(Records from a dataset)
--------------------------------
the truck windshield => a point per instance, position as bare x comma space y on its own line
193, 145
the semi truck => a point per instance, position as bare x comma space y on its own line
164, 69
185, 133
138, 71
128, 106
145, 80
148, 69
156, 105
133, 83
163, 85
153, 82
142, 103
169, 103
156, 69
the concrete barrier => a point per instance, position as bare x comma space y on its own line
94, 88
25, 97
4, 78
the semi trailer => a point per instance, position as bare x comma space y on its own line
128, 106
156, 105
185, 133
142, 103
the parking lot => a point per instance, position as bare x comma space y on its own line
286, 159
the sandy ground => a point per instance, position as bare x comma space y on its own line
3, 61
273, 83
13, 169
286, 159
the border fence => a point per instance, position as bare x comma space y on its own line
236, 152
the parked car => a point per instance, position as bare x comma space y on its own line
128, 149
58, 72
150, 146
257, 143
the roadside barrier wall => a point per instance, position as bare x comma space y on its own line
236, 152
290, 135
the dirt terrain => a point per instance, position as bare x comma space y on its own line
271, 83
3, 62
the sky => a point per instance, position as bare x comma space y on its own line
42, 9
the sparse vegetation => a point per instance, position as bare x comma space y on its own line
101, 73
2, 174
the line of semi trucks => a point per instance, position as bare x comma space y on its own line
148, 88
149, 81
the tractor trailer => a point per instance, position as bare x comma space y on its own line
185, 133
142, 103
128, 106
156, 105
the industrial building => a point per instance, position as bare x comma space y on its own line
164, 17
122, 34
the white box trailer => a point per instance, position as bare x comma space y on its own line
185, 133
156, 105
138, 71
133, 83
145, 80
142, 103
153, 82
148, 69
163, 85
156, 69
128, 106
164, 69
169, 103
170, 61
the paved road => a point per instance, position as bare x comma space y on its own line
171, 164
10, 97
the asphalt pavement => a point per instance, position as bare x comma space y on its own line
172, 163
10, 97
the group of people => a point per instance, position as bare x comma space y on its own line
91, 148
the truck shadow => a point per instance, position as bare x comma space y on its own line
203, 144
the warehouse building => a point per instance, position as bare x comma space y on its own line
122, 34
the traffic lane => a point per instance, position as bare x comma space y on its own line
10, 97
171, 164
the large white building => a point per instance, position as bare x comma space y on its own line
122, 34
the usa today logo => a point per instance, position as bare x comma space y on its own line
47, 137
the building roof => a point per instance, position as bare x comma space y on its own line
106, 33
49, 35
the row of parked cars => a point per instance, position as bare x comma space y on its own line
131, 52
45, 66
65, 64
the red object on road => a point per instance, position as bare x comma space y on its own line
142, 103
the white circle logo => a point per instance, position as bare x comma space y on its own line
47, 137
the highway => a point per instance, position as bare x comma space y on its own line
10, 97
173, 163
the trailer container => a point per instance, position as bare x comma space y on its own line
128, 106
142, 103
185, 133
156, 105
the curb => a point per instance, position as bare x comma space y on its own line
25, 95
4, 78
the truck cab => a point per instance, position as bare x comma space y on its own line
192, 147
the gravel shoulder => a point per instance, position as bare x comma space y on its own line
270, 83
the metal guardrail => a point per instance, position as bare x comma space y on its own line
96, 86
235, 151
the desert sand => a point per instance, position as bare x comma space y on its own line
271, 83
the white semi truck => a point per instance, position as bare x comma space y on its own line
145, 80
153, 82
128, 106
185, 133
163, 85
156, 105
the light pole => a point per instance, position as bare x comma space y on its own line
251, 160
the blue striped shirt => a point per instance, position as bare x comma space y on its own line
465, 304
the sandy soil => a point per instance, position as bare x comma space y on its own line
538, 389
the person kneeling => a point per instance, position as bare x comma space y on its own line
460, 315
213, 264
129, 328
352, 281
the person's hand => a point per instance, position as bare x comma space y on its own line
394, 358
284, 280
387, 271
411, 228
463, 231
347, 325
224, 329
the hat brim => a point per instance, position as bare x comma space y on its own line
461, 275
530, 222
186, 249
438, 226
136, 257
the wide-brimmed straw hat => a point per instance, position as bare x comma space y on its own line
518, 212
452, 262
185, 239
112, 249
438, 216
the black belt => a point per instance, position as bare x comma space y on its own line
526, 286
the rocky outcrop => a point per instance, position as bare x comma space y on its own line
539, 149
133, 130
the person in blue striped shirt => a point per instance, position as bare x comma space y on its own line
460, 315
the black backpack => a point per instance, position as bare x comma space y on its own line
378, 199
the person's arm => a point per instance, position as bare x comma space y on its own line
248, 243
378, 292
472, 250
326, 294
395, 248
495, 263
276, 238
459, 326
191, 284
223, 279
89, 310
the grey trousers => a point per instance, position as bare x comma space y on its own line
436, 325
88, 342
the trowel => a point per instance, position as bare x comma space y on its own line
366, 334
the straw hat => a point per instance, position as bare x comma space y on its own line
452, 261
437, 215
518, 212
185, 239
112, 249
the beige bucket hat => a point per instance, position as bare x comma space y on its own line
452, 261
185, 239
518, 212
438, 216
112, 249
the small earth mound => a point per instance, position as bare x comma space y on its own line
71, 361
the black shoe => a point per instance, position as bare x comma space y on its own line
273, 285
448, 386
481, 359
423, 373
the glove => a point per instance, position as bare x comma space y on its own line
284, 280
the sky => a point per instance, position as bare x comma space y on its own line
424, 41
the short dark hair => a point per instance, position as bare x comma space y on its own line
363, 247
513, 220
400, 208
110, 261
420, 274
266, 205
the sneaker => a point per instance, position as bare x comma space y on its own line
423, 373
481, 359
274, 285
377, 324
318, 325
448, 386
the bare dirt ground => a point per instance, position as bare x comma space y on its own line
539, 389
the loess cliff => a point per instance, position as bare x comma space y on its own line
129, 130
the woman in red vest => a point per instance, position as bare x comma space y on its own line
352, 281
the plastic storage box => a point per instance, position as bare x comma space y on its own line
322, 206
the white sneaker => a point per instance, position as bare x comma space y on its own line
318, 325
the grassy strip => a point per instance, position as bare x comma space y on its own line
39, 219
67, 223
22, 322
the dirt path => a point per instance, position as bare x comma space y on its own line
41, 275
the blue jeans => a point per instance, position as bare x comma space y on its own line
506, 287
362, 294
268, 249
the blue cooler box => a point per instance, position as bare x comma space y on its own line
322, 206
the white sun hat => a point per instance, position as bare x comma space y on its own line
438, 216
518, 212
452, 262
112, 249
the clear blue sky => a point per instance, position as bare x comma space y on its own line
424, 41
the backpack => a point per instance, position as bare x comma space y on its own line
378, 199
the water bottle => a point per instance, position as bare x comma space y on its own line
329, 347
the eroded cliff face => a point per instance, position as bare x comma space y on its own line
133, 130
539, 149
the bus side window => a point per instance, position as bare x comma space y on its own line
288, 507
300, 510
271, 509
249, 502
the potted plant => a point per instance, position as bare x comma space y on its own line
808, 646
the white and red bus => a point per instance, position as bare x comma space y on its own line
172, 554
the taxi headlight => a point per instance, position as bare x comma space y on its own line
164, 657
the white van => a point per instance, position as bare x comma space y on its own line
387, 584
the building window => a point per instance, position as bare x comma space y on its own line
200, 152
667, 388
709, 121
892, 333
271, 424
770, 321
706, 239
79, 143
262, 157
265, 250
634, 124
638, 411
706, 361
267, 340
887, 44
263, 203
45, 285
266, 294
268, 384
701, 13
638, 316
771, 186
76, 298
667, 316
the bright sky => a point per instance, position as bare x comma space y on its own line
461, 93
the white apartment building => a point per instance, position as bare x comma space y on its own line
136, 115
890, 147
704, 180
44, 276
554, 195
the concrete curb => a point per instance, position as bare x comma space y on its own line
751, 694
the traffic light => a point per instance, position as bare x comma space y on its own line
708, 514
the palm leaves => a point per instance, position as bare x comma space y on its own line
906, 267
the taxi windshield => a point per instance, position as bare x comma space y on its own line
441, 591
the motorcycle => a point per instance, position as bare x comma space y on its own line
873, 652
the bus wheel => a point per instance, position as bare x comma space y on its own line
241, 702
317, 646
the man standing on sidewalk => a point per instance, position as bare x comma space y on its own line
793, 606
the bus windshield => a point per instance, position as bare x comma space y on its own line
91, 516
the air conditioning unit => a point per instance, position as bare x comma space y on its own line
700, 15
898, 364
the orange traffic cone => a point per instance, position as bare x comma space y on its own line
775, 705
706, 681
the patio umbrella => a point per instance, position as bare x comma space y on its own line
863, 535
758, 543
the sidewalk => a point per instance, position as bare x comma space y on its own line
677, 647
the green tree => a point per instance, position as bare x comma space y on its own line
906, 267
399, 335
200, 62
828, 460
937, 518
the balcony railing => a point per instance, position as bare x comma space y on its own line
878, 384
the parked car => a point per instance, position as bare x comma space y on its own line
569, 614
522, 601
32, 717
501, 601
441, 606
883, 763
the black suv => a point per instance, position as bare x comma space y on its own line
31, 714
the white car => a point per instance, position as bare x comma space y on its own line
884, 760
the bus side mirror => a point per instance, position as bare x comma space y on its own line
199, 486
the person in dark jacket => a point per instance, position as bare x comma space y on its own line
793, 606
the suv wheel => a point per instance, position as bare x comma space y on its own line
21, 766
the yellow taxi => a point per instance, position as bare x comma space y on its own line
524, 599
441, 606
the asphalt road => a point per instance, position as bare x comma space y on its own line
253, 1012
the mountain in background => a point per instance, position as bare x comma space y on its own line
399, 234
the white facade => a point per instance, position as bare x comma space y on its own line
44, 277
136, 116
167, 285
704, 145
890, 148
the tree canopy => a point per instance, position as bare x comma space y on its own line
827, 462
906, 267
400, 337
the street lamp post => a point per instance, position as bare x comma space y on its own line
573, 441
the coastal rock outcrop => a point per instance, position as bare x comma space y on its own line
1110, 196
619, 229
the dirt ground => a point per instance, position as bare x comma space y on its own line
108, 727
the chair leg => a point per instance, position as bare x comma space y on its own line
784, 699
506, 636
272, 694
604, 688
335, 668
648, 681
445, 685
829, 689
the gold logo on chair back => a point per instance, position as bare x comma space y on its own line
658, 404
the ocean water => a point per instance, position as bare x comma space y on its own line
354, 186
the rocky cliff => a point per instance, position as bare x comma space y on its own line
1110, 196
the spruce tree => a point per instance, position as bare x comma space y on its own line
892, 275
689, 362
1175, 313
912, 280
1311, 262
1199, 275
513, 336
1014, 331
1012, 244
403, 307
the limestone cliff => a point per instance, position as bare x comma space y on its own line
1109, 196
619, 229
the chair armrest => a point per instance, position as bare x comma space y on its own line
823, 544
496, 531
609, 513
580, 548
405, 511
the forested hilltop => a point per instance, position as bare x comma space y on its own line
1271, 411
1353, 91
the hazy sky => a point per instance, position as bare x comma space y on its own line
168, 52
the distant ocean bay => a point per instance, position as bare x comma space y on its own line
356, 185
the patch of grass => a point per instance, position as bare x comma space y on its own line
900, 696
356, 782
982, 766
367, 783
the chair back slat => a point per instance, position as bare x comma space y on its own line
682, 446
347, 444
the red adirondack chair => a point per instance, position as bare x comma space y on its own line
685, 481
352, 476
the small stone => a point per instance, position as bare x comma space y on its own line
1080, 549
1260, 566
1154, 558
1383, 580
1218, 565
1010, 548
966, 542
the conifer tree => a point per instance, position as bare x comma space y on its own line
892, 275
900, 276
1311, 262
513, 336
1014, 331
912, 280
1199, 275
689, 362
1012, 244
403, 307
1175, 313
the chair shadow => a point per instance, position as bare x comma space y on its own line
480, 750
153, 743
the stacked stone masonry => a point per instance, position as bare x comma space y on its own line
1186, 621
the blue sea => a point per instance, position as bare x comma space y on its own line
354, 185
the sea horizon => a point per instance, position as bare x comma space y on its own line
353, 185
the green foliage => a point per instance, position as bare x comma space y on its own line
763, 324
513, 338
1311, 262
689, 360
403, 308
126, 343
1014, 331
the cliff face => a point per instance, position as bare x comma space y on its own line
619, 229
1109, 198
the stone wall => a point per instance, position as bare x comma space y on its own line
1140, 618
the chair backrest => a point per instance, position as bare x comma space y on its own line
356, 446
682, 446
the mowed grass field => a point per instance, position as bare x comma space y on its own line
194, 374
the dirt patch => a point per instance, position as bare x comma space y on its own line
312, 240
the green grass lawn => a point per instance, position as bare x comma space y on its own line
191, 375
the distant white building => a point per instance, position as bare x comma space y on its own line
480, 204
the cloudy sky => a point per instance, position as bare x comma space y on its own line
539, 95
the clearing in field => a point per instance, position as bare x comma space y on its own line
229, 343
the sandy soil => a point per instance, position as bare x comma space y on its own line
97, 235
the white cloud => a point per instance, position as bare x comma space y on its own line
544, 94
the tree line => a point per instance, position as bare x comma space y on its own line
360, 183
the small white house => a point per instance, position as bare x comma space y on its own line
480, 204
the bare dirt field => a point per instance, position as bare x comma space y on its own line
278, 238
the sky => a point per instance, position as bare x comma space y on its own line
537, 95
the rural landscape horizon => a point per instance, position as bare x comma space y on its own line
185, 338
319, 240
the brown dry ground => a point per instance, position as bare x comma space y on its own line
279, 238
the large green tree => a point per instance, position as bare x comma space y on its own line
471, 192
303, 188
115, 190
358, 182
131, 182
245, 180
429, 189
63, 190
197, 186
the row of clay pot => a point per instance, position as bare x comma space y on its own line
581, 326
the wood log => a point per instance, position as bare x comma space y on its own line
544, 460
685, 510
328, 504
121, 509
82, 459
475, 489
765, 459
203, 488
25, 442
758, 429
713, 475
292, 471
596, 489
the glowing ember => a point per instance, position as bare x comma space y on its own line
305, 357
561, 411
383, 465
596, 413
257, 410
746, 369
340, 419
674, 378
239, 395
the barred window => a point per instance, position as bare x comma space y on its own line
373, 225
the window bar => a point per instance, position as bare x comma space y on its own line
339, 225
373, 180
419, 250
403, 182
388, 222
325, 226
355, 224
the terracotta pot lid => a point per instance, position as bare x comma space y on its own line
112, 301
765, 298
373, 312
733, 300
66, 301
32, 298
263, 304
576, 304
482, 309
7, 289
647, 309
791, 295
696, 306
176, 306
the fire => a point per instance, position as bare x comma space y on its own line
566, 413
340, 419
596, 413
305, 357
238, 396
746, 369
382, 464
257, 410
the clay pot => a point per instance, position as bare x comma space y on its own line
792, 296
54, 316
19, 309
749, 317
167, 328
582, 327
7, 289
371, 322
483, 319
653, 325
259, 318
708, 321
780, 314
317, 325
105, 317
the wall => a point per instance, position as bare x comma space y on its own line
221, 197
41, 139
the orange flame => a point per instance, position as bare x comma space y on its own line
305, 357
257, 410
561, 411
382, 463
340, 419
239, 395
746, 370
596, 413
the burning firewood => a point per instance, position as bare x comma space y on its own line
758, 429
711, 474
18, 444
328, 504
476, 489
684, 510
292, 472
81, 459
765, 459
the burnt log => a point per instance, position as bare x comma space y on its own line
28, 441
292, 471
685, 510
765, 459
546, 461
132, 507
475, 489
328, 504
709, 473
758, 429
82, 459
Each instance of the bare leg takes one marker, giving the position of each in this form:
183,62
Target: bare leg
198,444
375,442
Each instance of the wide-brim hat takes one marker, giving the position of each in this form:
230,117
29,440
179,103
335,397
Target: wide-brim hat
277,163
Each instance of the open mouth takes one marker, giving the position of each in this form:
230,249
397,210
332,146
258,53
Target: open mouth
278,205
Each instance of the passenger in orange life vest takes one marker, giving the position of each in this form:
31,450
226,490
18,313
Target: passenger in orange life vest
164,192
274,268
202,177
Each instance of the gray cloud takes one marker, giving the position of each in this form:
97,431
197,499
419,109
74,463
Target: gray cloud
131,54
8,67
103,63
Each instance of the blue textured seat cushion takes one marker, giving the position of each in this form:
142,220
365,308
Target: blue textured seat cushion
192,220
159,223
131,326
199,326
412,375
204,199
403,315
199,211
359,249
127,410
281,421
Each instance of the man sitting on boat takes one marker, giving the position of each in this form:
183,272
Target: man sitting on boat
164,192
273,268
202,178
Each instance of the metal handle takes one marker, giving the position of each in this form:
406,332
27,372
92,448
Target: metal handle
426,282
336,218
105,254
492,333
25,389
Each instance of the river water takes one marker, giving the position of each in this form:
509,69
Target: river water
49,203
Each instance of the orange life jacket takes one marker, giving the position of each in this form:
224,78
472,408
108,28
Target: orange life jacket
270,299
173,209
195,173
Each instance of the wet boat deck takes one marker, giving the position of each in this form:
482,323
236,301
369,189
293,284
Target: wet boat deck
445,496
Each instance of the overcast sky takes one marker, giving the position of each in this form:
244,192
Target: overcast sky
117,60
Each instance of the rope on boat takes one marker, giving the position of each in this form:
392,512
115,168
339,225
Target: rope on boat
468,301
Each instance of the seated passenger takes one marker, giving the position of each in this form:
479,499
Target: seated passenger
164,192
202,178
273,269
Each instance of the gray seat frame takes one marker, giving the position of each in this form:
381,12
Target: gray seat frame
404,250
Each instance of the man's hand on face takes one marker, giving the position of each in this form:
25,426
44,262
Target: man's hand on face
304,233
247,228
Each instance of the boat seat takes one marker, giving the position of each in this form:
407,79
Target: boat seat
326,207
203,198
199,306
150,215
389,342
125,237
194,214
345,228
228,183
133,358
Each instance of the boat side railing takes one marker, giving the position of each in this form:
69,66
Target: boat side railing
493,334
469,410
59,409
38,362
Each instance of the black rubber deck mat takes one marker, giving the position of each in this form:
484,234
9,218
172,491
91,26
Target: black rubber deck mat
--------------------------------
WHAT THE TASK REQUIRES>
Your task is to find each line in the entries that contains the string "rubber" and copy it.

YOUR SOLUTION>
Each instance of the black rubber deck mat takes one marker, giving the position of each in this form:
Target: black rubber deck mat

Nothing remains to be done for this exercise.